══ Information given ══

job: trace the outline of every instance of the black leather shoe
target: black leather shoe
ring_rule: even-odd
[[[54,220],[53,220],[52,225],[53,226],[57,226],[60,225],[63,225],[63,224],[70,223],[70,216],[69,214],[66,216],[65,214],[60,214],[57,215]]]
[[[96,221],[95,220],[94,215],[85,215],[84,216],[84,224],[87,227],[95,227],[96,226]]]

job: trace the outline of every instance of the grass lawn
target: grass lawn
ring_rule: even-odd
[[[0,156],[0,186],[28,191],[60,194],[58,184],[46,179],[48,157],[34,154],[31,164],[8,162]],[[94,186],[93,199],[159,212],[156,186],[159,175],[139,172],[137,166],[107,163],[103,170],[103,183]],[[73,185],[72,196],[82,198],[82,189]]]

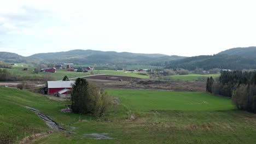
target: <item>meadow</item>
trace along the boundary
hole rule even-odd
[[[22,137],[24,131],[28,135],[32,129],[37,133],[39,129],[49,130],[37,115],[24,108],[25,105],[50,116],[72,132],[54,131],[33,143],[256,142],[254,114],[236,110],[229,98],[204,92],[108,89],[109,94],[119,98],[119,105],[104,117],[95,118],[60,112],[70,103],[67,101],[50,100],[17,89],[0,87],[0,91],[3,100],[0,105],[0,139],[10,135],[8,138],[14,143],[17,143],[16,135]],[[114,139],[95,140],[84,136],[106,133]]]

═══
══ Information given ══

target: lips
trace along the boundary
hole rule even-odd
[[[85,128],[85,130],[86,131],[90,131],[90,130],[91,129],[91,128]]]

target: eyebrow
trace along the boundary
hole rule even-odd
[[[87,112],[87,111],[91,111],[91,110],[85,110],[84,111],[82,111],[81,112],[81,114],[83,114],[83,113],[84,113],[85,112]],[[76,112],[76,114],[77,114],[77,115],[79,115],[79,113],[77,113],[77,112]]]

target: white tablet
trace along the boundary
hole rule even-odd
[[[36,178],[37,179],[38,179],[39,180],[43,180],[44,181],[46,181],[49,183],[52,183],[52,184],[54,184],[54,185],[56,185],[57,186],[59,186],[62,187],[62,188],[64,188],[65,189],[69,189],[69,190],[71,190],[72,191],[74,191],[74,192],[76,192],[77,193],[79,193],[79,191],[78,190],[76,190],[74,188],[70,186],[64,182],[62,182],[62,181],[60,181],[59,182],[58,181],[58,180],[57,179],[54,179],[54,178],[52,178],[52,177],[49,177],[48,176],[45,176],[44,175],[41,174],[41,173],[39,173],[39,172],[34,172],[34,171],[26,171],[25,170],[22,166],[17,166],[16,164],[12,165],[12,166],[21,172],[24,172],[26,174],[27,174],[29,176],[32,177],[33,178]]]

═══

## Given request
Extract each row above that contains the string "lawn" and copy those lines in full.

## The output
job: trace the outline of every instance of the grass lawn
target: grass lawn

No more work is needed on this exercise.